Aim: Extract every row below verbatim, leaving the pictures out of your answer.

Dataset excerpts:
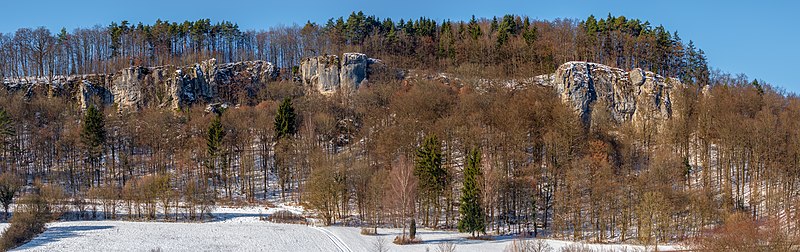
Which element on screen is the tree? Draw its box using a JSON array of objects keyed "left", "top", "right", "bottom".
[
  {"left": 0, "top": 172, "right": 22, "bottom": 220},
  {"left": 414, "top": 134, "right": 447, "bottom": 226},
  {"left": 275, "top": 98, "right": 297, "bottom": 139},
  {"left": 386, "top": 155, "right": 417, "bottom": 242},
  {"left": 458, "top": 148, "right": 486, "bottom": 237},
  {"left": 0, "top": 108, "right": 16, "bottom": 172},
  {"left": 81, "top": 104, "right": 106, "bottom": 186},
  {"left": 206, "top": 115, "right": 227, "bottom": 195}
]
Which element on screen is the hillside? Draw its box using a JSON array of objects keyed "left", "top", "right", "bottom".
[{"left": 0, "top": 12, "right": 800, "bottom": 250}]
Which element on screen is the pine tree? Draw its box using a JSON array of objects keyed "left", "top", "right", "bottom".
[
  {"left": 81, "top": 104, "right": 106, "bottom": 185},
  {"left": 275, "top": 98, "right": 297, "bottom": 139},
  {"left": 458, "top": 148, "right": 486, "bottom": 237},
  {"left": 414, "top": 135, "right": 447, "bottom": 225},
  {"left": 206, "top": 115, "right": 227, "bottom": 193},
  {"left": 0, "top": 108, "right": 16, "bottom": 171}
]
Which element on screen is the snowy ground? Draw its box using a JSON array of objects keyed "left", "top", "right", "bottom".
[{"left": 0, "top": 205, "right": 670, "bottom": 252}]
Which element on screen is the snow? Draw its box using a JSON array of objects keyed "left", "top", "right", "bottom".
[{"left": 0, "top": 204, "right": 672, "bottom": 252}]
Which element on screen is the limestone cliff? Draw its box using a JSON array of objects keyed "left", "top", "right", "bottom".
[
  {"left": 3, "top": 59, "right": 278, "bottom": 110},
  {"left": 532, "top": 62, "right": 683, "bottom": 125},
  {"left": 300, "top": 53, "right": 377, "bottom": 94}
]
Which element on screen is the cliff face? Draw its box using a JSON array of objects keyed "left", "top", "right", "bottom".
[
  {"left": 111, "top": 59, "right": 278, "bottom": 109},
  {"left": 533, "top": 62, "right": 683, "bottom": 123},
  {"left": 300, "top": 53, "right": 377, "bottom": 95},
  {"left": 3, "top": 59, "right": 278, "bottom": 110}
]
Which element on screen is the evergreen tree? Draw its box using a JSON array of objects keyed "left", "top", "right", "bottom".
[
  {"left": 0, "top": 108, "right": 16, "bottom": 162},
  {"left": 467, "top": 15, "right": 483, "bottom": 40},
  {"left": 414, "top": 135, "right": 447, "bottom": 225},
  {"left": 408, "top": 218, "right": 417, "bottom": 241},
  {"left": 458, "top": 148, "right": 486, "bottom": 237},
  {"left": 206, "top": 115, "right": 226, "bottom": 191},
  {"left": 81, "top": 104, "right": 106, "bottom": 185},
  {"left": 275, "top": 98, "right": 297, "bottom": 139}
]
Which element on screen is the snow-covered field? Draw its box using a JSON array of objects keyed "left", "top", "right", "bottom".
[{"left": 0, "top": 206, "right": 680, "bottom": 252}]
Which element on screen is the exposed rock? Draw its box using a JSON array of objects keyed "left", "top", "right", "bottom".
[
  {"left": 2, "top": 59, "right": 279, "bottom": 110},
  {"left": 111, "top": 59, "right": 278, "bottom": 109},
  {"left": 300, "top": 53, "right": 380, "bottom": 94},
  {"left": 339, "top": 53, "right": 367, "bottom": 93},
  {"left": 77, "top": 79, "right": 114, "bottom": 109},
  {"left": 532, "top": 62, "right": 682, "bottom": 125}
]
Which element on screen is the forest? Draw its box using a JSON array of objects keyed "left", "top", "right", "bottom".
[{"left": 0, "top": 12, "right": 800, "bottom": 249}]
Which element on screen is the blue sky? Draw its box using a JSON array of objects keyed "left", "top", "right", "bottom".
[{"left": 0, "top": 0, "right": 800, "bottom": 93}]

Right answer:
Which element on screen is the tree? Draw its box using a JSON array of objects keyed "left", "top", "right", "bottom".
[
  {"left": 0, "top": 172, "right": 22, "bottom": 220},
  {"left": 414, "top": 134, "right": 447, "bottom": 226},
  {"left": 275, "top": 98, "right": 297, "bottom": 139},
  {"left": 386, "top": 155, "right": 417, "bottom": 242},
  {"left": 458, "top": 148, "right": 486, "bottom": 237},
  {"left": 0, "top": 108, "right": 16, "bottom": 172},
  {"left": 81, "top": 104, "right": 106, "bottom": 186},
  {"left": 206, "top": 115, "right": 227, "bottom": 195}
]
Which element on screen is the hillside? Draw its box using a JSON array of objects keyed "left", "top", "right", "bottom".
[{"left": 0, "top": 12, "right": 800, "bottom": 250}]
Which element on screen is the pine tree? Draw its box using a JSON array of objects keyed "left", "top", "right", "bottom".
[
  {"left": 81, "top": 104, "right": 106, "bottom": 185},
  {"left": 275, "top": 98, "right": 297, "bottom": 139},
  {"left": 458, "top": 148, "right": 486, "bottom": 237},
  {"left": 414, "top": 135, "right": 447, "bottom": 225},
  {"left": 206, "top": 115, "right": 227, "bottom": 193},
  {"left": 0, "top": 108, "right": 16, "bottom": 171}
]
Which element on screen is the snowy ground? Draw its box using a JSON array of objects keyed "left", "top", "right", "bottom".
[{"left": 0, "top": 205, "right": 670, "bottom": 252}]
Which element on screen is the snow? Draw its box using a JSON array of objects keyed "left", "top", "right", "bottom".
[{"left": 0, "top": 204, "right": 672, "bottom": 252}]
Which element on screen is the limestone cliff? Draw its box using a JSON array of objects keyed "left", "top", "right", "bottom".
[
  {"left": 3, "top": 59, "right": 278, "bottom": 110},
  {"left": 532, "top": 62, "right": 683, "bottom": 125},
  {"left": 300, "top": 53, "right": 377, "bottom": 94}
]
Which element on screen is the cliff face? Draw its box using a JSON array of objects keyed "left", "top", "right", "bottom".
[
  {"left": 111, "top": 59, "right": 278, "bottom": 109},
  {"left": 533, "top": 62, "right": 683, "bottom": 123},
  {"left": 300, "top": 53, "right": 377, "bottom": 95},
  {"left": 3, "top": 59, "right": 278, "bottom": 110}
]
Which element on screen is the evergreen tree? Draw its box using a JSON array of objects keyed "left", "top", "right", "bottom".
[
  {"left": 0, "top": 108, "right": 16, "bottom": 162},
  {"left": 467, "top": 15, "right": 483, "bottom": 40},
  {"left": 414, "top": 135, "right": 447, "bottom": 225},
  {"left": 408, "top": 218, "right": 417, "bottom": 241},
  {"left": 458, "top": 148, "right": 486, "bottom": 237},
  {"left": 206, "top": 115, "right": 226, "bottom": 191},
  {"left": 81, "top": 104, "right": 106, "bottom": 185},
  {"left": 275, "top": 98, "right": 297, "bottom": 139}
]
Which element on screen is the snow-covered field? Draw its box using a JSON array of objects keyed "left", "top", "right", "bottom".
[{"left": 0, "top": 206, "right": 680, "bottom": 252}]
Which element on screen is the exposed rock? Draw its box using a JSON array of objects keyed "left", "top", "right", "bottom".
[
  {"left": 2, "top": 59, "right": 279, "bottom": 110},
  {"left": 111, "top": 59, "right": 278, "bottom": 109},
  {"left": 300, "top": 53, "right": 380, "bottom": 94},
  {"left": 339, "top": 53, "right": 367, "bottom": 93},
  {"left": 77, "top": 79, "right": 114, "bottom": 109},
  {"left": 532, "top": 62, "right": 682, "bottom": 125}
]
Which element on screen is the forest? Draw its box using a JSON array of objects keyed "left", "top", "right", "bottom".
[{"left": 0, "top": 12, "right": 800, "bottom": 249}]
Which element on screen is the blue sky? Draw its box using a JSON array of objects keyed "left", "top", "right", "bottom".
[{"left": 0, "top": 0, "right": 800, "bottom": 93}]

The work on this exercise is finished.